─── Material supplied ───

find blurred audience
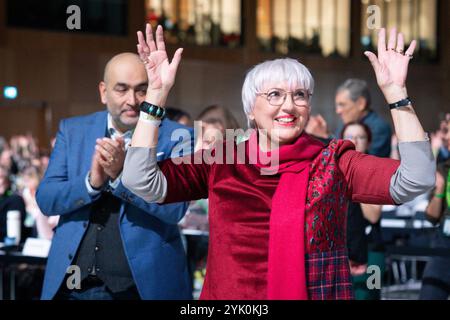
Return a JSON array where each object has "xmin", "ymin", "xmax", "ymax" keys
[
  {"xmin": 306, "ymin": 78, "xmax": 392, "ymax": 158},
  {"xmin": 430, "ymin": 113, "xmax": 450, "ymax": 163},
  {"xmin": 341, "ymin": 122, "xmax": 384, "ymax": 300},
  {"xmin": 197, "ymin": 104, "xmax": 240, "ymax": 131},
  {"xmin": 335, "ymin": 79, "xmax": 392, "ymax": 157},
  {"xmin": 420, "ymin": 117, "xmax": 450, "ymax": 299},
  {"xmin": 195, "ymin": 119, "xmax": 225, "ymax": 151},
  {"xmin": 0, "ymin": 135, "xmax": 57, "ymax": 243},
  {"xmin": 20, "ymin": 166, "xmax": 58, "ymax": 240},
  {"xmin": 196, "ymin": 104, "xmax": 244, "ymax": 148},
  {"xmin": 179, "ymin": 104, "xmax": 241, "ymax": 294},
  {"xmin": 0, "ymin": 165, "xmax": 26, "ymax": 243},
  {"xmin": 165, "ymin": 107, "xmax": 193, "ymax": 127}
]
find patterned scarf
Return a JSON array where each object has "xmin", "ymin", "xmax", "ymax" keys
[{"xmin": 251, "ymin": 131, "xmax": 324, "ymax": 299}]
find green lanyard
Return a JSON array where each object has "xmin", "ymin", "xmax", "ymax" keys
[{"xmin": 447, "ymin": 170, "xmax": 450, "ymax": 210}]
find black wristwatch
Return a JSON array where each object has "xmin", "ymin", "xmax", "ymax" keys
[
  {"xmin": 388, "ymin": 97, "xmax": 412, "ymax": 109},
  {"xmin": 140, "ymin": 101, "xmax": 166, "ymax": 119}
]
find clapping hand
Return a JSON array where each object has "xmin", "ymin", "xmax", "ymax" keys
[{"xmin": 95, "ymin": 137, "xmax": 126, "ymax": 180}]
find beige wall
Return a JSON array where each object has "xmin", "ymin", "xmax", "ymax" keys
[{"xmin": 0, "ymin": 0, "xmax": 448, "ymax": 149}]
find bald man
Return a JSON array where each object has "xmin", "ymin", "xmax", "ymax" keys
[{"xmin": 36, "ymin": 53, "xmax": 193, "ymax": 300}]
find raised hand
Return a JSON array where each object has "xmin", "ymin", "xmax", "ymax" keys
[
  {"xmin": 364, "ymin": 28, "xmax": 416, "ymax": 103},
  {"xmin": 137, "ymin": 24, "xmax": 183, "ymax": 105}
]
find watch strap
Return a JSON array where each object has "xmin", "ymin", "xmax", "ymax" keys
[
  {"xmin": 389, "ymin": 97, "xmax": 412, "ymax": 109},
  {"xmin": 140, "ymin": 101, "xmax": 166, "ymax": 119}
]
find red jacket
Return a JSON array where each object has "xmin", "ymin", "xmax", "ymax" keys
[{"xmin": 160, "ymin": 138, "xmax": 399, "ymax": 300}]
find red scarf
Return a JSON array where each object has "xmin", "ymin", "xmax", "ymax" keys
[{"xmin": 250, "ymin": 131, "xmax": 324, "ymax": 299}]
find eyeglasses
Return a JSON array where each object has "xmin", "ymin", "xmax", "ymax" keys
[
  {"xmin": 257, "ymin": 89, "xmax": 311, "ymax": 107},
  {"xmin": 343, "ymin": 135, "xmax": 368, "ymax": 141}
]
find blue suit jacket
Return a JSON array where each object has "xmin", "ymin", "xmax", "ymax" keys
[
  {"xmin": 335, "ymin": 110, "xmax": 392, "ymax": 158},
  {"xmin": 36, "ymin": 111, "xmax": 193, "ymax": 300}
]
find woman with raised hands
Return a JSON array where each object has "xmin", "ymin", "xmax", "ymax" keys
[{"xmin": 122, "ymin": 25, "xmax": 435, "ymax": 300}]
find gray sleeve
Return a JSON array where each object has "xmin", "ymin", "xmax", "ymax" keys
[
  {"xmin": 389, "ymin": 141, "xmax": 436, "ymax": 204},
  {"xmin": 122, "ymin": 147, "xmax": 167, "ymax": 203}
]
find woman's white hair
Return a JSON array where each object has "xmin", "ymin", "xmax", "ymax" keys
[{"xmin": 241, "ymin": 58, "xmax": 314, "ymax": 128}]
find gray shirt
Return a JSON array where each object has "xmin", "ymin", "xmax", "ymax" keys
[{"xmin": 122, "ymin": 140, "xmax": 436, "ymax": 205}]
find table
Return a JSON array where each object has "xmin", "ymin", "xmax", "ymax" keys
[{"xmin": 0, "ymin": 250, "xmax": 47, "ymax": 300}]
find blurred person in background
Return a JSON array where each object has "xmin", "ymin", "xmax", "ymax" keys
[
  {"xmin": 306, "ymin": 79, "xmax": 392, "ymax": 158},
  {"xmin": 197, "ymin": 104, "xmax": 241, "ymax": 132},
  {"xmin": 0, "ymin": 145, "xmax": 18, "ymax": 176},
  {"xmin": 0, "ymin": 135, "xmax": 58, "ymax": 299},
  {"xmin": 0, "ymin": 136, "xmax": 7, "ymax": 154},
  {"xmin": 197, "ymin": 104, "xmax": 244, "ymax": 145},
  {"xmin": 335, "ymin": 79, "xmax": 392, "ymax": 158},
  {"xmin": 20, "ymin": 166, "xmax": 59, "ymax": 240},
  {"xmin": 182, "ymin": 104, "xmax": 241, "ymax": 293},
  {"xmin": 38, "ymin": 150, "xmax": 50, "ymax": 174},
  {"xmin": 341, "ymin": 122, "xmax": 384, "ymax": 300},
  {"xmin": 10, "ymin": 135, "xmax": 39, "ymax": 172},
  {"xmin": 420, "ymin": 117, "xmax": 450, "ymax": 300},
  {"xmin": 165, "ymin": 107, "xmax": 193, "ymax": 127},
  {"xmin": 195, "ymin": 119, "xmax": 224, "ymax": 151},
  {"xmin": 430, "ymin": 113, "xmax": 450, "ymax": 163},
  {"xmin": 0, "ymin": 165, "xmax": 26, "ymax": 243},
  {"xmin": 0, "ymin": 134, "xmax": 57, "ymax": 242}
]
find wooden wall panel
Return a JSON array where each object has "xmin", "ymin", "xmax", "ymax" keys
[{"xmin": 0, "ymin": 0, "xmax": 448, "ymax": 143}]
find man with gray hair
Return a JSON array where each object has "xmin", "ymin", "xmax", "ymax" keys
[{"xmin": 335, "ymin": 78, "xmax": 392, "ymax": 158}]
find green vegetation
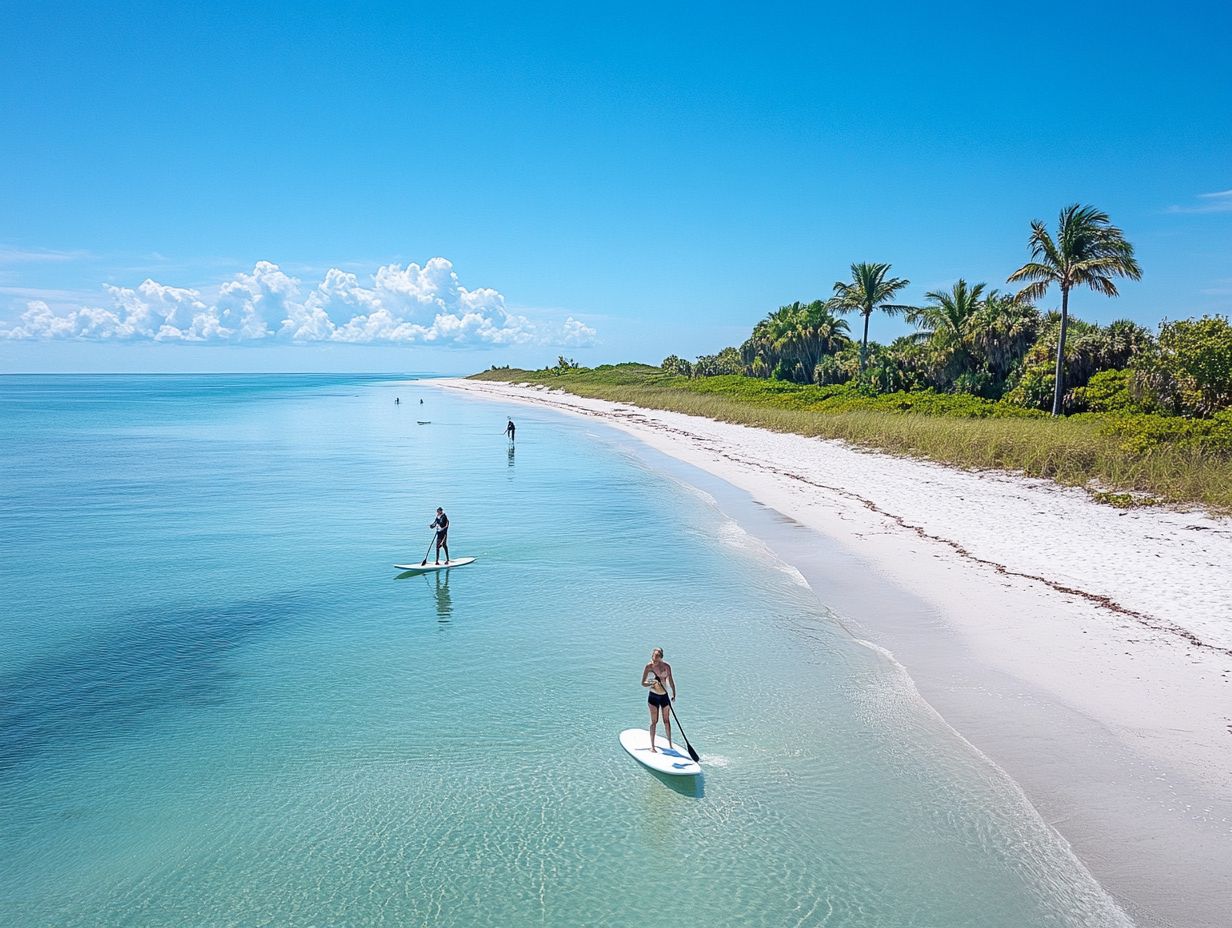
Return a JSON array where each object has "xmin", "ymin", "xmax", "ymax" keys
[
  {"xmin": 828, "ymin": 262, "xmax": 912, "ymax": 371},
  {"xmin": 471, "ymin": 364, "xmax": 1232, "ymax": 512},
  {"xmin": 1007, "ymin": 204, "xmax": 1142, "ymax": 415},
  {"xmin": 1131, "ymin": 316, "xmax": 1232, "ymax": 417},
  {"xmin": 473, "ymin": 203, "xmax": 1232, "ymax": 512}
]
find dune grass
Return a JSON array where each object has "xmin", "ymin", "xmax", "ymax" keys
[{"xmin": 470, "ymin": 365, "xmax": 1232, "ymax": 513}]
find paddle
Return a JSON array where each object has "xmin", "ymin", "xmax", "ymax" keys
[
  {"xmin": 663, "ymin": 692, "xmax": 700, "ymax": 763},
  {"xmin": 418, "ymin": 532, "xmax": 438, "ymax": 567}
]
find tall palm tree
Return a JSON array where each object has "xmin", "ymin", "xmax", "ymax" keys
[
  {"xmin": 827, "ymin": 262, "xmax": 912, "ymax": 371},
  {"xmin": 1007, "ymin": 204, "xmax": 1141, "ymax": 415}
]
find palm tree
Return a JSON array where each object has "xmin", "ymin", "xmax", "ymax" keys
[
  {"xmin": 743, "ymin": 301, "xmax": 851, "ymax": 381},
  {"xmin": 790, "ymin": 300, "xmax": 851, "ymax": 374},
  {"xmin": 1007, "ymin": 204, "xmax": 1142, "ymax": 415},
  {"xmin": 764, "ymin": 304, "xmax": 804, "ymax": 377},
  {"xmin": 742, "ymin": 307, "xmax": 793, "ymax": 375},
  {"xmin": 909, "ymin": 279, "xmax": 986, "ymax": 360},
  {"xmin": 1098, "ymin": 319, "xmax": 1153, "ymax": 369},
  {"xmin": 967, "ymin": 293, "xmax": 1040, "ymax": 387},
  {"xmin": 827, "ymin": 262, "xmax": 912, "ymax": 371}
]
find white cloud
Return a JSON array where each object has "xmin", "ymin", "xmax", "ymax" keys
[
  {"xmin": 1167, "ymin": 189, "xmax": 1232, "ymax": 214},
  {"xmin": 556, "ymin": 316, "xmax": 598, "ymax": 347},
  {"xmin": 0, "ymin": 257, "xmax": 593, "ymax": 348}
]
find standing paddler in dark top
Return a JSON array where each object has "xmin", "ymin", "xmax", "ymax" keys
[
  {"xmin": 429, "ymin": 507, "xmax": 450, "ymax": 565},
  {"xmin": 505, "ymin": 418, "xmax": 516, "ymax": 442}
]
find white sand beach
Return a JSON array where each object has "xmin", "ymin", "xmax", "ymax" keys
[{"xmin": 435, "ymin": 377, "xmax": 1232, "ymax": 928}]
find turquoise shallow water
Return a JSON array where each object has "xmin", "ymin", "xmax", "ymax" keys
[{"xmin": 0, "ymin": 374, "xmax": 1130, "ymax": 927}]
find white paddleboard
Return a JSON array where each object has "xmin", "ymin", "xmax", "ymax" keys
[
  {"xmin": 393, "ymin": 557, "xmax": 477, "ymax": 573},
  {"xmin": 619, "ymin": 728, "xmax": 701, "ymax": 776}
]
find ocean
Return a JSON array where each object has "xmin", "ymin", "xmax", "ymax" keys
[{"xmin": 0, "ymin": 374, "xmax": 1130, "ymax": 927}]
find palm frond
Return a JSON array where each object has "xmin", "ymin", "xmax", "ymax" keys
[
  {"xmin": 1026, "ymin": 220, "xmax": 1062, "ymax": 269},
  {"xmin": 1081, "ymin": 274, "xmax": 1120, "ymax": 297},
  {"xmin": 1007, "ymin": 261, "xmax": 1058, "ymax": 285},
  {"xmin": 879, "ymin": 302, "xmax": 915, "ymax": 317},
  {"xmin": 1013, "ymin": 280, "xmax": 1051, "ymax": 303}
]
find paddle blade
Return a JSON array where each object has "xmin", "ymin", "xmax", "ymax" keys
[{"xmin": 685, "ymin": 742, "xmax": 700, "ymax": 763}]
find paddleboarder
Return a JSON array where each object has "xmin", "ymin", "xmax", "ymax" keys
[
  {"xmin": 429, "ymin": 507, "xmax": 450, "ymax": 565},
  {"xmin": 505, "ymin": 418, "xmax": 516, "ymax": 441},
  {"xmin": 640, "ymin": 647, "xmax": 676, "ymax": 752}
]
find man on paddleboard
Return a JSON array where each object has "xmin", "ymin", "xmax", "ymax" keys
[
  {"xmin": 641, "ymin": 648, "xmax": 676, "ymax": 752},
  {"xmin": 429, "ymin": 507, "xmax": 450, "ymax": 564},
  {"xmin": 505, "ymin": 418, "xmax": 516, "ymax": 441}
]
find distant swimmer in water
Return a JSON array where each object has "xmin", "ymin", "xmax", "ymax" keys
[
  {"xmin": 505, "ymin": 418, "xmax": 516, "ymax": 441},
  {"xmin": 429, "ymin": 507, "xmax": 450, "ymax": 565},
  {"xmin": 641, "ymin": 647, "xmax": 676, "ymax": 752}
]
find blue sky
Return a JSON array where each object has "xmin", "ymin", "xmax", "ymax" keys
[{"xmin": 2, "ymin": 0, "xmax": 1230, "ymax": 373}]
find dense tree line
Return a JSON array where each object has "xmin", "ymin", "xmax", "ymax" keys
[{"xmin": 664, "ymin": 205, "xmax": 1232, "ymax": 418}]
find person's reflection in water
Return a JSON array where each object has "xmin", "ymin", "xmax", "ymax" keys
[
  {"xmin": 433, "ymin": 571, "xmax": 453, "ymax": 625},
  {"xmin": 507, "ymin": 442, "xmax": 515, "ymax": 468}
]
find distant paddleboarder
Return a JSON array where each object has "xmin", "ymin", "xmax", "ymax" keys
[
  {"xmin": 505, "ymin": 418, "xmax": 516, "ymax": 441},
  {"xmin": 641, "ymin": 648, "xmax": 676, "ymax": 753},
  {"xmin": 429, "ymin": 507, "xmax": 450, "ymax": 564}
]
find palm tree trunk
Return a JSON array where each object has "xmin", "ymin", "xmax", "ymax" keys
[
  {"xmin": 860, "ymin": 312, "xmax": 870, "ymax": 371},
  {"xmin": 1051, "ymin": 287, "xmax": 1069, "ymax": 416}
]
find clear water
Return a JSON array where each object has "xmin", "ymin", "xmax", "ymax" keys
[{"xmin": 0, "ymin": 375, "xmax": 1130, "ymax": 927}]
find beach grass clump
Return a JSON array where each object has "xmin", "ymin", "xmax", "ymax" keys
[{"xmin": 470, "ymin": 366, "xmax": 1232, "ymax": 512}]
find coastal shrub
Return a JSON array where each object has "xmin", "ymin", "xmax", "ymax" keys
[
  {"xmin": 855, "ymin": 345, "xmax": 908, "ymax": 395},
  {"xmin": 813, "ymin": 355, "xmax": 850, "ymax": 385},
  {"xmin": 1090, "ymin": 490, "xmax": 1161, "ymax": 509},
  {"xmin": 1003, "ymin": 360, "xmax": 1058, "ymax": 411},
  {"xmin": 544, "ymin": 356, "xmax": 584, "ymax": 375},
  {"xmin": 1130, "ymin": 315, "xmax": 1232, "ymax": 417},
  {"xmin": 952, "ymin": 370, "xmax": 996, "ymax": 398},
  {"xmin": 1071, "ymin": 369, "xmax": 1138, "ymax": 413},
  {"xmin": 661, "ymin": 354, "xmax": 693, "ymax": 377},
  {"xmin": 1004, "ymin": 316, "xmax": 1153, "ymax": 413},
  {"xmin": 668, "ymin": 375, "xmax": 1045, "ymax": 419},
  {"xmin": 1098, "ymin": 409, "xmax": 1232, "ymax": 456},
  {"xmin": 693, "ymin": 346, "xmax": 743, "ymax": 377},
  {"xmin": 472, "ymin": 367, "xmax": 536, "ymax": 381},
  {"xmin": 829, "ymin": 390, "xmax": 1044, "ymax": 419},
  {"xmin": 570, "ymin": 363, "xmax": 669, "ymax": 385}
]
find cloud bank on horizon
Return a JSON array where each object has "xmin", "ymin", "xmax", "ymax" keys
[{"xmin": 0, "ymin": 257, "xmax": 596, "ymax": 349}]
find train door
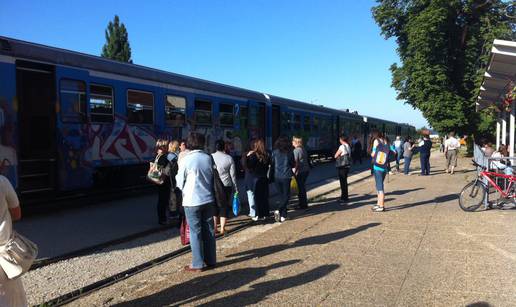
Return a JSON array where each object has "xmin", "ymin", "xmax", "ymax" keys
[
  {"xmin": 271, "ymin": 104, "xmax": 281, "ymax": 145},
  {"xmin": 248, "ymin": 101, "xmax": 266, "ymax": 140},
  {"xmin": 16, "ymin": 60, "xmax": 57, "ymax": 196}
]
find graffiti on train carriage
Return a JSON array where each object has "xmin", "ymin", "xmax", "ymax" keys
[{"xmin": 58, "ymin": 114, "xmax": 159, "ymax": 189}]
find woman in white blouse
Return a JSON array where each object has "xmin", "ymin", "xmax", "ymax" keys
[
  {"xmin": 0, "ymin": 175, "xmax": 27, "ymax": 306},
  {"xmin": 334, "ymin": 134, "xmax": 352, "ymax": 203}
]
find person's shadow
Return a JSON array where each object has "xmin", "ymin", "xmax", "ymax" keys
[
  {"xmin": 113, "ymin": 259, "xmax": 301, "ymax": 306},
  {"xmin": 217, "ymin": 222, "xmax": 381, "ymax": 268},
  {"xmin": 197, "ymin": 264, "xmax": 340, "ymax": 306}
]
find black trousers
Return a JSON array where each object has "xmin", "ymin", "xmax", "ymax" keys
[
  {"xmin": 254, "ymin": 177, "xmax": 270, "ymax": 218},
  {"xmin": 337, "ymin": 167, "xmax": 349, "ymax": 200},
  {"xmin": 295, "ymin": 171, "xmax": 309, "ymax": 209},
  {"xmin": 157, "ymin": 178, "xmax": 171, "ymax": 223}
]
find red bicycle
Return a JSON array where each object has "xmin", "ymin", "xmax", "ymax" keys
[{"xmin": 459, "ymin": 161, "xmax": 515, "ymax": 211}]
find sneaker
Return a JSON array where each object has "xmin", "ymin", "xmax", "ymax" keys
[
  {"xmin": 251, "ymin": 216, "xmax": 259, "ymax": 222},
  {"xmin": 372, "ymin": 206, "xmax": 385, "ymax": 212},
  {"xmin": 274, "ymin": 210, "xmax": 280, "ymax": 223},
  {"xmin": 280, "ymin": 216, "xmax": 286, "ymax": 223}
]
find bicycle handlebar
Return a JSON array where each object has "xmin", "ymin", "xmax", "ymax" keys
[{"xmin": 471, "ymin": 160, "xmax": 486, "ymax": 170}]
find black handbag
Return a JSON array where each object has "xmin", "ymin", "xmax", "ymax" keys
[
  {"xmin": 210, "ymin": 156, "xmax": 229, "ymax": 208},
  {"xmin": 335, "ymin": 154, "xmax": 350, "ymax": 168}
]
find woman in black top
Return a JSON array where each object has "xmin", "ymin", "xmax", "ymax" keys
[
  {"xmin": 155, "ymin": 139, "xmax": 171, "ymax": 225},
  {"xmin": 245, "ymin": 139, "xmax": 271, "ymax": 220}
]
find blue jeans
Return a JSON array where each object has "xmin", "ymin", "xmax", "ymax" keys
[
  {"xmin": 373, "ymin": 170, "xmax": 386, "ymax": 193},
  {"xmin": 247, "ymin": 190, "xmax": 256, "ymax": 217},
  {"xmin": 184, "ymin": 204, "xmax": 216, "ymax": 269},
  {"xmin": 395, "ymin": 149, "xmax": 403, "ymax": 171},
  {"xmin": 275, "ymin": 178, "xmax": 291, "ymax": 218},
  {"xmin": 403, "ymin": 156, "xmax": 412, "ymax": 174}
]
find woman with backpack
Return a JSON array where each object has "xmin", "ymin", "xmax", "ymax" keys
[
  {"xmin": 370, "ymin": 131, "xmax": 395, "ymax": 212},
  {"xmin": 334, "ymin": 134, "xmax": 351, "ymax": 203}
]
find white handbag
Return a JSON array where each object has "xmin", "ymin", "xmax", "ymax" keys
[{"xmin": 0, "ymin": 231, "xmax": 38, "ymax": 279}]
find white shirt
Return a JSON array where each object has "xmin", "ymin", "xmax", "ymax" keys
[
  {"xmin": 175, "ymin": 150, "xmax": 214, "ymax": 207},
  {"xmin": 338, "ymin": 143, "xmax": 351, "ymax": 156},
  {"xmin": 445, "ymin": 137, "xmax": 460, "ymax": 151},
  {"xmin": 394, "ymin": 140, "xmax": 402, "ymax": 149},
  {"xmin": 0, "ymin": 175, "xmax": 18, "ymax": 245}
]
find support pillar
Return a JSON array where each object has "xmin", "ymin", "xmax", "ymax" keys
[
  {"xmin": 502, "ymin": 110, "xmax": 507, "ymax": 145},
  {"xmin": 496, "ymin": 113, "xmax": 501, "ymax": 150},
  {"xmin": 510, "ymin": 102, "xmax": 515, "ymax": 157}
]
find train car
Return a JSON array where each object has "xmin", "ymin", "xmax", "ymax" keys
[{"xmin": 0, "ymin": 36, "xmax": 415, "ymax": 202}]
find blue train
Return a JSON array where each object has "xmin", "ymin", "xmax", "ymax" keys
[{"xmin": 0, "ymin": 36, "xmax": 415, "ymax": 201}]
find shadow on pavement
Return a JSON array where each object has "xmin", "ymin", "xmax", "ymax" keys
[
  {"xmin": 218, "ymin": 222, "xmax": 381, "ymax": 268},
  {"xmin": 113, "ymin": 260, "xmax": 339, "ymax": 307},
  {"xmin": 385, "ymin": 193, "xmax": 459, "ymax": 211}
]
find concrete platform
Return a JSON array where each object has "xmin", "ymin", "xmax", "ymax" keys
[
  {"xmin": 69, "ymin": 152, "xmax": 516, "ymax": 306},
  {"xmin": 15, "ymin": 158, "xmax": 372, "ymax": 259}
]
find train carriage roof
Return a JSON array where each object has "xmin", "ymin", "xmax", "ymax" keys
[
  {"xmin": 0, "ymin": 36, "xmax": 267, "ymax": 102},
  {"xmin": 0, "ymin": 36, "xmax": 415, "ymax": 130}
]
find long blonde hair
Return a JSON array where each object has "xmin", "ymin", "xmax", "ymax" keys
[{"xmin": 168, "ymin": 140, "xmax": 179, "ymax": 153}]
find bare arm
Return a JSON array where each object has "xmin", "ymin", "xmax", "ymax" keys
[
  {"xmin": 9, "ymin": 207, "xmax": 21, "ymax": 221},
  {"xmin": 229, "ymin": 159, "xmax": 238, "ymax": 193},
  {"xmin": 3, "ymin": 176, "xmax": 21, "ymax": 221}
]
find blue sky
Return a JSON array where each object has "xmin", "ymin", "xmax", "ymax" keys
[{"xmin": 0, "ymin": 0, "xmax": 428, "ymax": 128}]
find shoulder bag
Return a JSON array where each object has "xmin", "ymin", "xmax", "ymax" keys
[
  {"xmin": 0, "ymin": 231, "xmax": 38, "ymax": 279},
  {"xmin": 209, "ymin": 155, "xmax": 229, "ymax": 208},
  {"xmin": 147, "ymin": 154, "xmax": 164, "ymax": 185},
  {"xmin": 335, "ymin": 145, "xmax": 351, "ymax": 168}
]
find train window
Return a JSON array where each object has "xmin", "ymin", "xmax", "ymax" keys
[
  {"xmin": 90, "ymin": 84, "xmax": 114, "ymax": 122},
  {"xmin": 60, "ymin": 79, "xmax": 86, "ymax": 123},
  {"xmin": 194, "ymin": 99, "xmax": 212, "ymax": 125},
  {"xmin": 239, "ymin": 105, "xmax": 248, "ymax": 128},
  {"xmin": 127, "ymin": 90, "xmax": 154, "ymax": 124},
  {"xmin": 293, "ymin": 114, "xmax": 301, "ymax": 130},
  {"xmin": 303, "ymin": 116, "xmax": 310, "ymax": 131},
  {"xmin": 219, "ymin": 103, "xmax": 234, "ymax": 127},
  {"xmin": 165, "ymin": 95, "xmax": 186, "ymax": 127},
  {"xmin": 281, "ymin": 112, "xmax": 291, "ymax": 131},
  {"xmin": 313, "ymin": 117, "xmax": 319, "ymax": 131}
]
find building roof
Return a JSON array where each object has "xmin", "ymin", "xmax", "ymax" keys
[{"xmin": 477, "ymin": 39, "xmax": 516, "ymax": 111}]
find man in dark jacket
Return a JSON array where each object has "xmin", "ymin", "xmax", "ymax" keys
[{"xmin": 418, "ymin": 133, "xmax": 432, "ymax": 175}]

───

Task prompt
Write down again, exactly as given, only the lines above that fall from the line with "find woman in black top" to the line with "find white shirt", inclusive.

Written answer
find woman in black top
Return a JSON array where each object has "xmin", "ymin", "xmax", "ymax" keys
[
  {"xmin": 155, "ymin": 139, "xmax": 171, "ymax": 225},
  {"xmin": 245, "ymin": 139, "xmax": 271, "ymax": 220}
]
find blue jeans
Return a JSON array where each object has "xmin", "ymin", "xmax", "ymax" keys
[
  {"xmin": 373, "ymin": 170, "xmax": 386, "ymax": 193},
  {"xmin": 247, "ymin": 190, "xmax": 256, "ymax": 217},
  {"xmin": 184, "ymin": 204, "xmax": 216, "ymax": 269},
  {"xmin": 395, "ymin": 149, "xmax": 403, "ymax": 171},
  {"xmin": 275, "ymin": 178, "xmax": 291, "ymax": 218},
  {"xmin": 403, "ymin": 156, "xmax": 412, "ymax": 174}
]
find woman with backpack
Return a JSON array where each object has "xmin", "ymin", "xmax", "ymax" keys
[
  {"xmin": 370, "ymin": 131, "xmax": 395, "ymax": 212},
  {"xmin": 334, "ymin": 134, "xmax": 351, "ymax": 203}
]
find white handbag
Return a JSON array where each object has "xmin", "ymin", "xmax", "ymax" keys
[{"xmin": 0, "ymin": 231, "xmax": 38, "ymax": 279}]
find white shirt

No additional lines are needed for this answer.